:: Stated exercise ::
In your copy, leave out the pictures; write out all the data exactly.
## BEGIN Data shown
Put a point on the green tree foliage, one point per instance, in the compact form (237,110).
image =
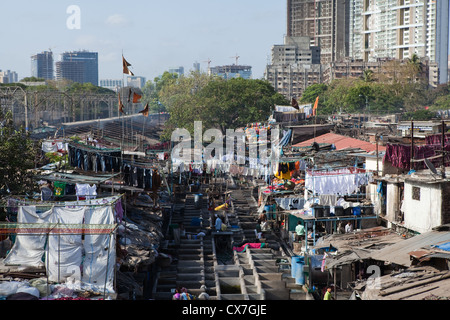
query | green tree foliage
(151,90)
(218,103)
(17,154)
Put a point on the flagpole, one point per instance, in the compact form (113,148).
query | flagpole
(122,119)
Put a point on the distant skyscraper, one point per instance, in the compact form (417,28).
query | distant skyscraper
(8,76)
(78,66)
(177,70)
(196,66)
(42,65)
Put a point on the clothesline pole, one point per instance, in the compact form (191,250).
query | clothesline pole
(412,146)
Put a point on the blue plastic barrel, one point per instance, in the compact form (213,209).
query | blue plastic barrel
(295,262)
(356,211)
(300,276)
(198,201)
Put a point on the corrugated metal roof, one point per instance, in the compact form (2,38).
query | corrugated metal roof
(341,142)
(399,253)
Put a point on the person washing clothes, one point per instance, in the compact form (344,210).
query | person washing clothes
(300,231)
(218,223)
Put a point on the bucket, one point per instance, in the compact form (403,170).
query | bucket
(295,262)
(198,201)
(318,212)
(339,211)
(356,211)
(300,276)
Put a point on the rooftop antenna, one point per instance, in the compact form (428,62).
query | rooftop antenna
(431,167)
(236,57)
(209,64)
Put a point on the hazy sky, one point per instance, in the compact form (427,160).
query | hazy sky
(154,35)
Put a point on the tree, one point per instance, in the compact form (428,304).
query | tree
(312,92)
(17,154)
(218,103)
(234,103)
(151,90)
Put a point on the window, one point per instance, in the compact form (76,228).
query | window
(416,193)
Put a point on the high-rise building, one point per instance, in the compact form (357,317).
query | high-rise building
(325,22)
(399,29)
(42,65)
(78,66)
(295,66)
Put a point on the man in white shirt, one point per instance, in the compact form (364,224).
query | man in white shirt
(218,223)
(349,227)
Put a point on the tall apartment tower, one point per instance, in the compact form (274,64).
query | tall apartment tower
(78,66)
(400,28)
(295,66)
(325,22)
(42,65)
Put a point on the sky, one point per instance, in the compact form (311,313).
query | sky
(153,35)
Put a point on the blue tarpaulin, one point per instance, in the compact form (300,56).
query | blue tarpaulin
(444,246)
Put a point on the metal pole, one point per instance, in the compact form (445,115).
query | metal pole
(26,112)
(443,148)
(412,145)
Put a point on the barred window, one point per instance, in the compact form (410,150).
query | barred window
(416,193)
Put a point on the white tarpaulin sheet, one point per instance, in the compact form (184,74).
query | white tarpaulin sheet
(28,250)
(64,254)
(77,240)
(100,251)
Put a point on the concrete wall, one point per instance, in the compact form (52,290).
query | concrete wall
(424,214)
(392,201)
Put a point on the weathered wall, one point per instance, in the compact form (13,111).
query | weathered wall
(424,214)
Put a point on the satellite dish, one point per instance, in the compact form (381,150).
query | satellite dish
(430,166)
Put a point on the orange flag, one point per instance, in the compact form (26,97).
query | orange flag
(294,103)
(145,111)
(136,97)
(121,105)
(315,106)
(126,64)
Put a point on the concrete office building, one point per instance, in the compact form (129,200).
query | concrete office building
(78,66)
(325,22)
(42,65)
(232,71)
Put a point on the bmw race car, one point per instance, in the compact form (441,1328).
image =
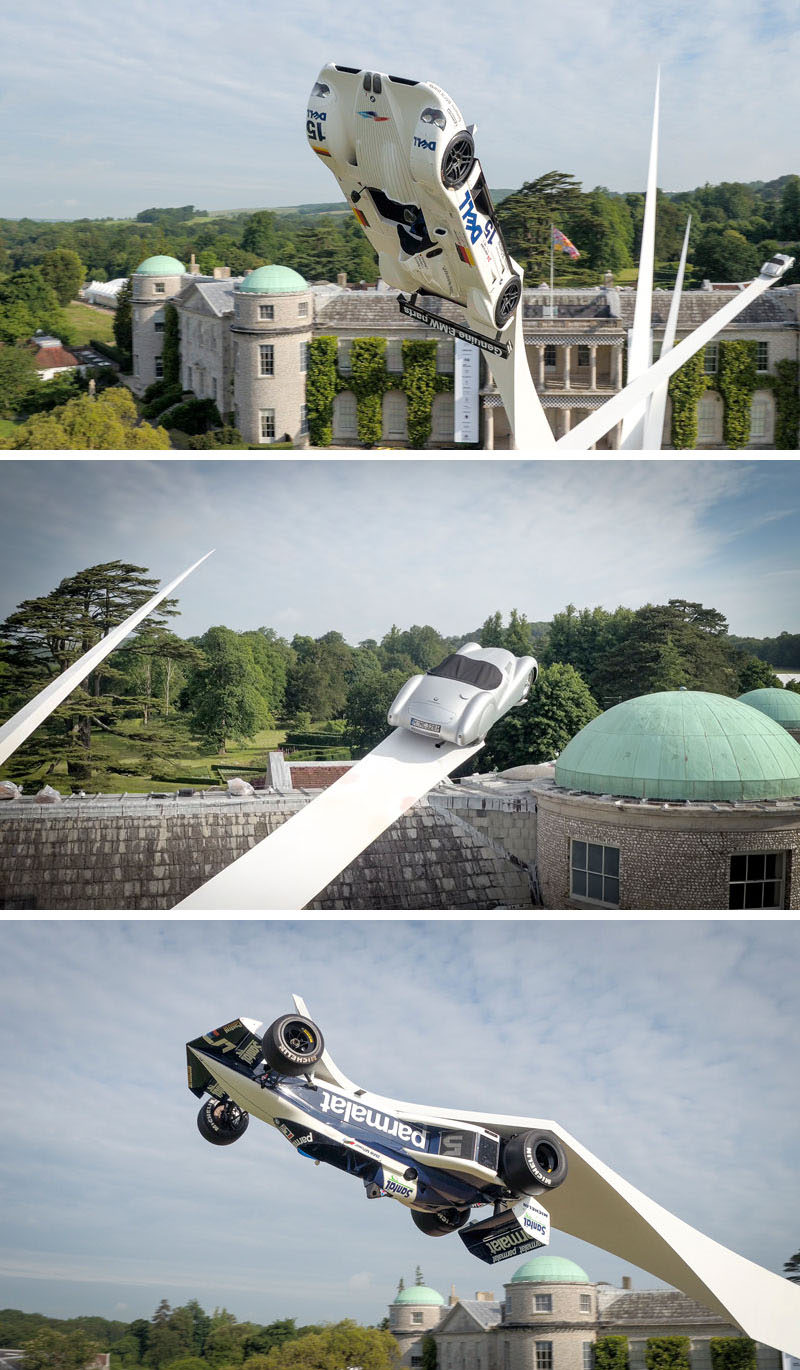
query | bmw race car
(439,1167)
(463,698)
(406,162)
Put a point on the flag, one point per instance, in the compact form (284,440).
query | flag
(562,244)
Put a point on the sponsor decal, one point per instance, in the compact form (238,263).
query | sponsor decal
## END Data shown
:: Solved exercise ::
Put a point on the green tree foliage, one point per instance, in the compact form (237,110).
image =
query | green tree foliage
(151,90)
(218,103)
(17,154)
Put a point on the flagpole, one point per instance, in the compact form (113,148).
query | flagpole
(122,119)
Put a point on the distant skyscraper, one point per instance, in the compact form (417,28).
query | distant skyscraper
(8,76)
(78,66)
(177,70)
(196,66)
(42,65)
Put a point on the clothesline pole, one point per instance, in the compact form (191,250).
query | clothesline pole
(412,146)
Put a point on the blue plastic barrel, one point per instance, in the compact form (213,209).
query | blue plastic barrel
(295,262)
(356,211)
(300,276)
(198,201)
Put a point on the corrugated metal roof, one point per instance, in the compact form (2,38).
query | corrugated metal roof
(341,142)
(399,253)
Put a point on the person washing clothes, one point per instance, in the compact form (344,210).
query | person washing clothes
(300,231)
(218,223)
Put a point on the bucket, one point per instance, in the compact form (403,170).
query | bucket
(295,262)
(198,201)
(318,212)
(339,211)
(356,211)
(300,276)
Put a point on the rooftop antenna, one point per instance, in the compact form (428,62).
query | rooftop antenna
(431,167)
(236,57)
(209,64)
Put a point on the hazy sky, one point per instance, in the compact form (427,160).
query | hazy sky
(154,35)
Put a point on the tree, one point per instance, in the compact form (428,304).
query | tree
(312,92)
(17,154)
(218,103)
(234,103)
(151,90)
Put a point on the window, one point per instance, in the compact form (76,228).
query | window
(416,193)
Put a point on the high-rise building, one point per instance, in the compact form (357,317).
query | high-rise building
(325,22)
(399,29)
(42,65)
(78,66)
(295,66)
Put a point on the man in white shirt, one point per instance, in the compact form (364,224).
query | man in white shirt
(218,223)
(349,227)
Put a point on the tall apartment tower, one point per instance, in the compact form (274,64).
query | tall apartment tower
(78,66)
(400,28)
(295,66)
(325,22)
(42,65)
Put a point on the sky, one point per instance, in the compact form (311,313).
query | sky
(153,35)
Put a point on the blue tarpaulin, one point per instance, in the compact form (300,56).
query | blue tarpaulin
(444,246)
Put a point on the metal pole, one point per instance, in the compact form (445,115).
query | metal pole
(26,112)
(443,148)
(412,145)
Put a point on the barred window, one point per instance, in the compact form (410,150).
query | barred window
(416,193)
Put a point on the white tarpaulin sheet, one point per instance, in the compact form (184,74).
query | white tarpaulin sheet
(28,250)
(64,254)
(77,240)
(100,251)
Put a point on the concrete wall, one point per instance, in the compact form (52,290).
query | concrete wall
(424,214)
(392,201)
Put a point on the weathered wall, one point per instance, in the compact form (13,111).
query | weathered wall
(424,214)
Put a point on the satellite dish, one point per instance, in the compact form (381,150).
query | satellite dish
(430,166)
Put a point on the orange flag, one point per instance, in the compact form (26,97).
query | orange flag
(294,103)
(145,111)
(136,97)
(121,105)
(315,106)
(126,64)
Put a point on the concrete office building, one point per instance, in the compact form (129,200).
query | concrete office building
(78,66)
(325,22)
(42,65)
(232,71)
Put a point on the bmw race car, one point per instance, in the compact form (441,1328).
image =
query | bmw race car
(439,1167)
(463,698)
(406,162)
Put a point on the flag, one point per instance, in the compact form (284,440).
query | flag
(562,244)
Put a point on the sponsor decal, one point per instance, in the compact form (238,263).
query | sponsor decal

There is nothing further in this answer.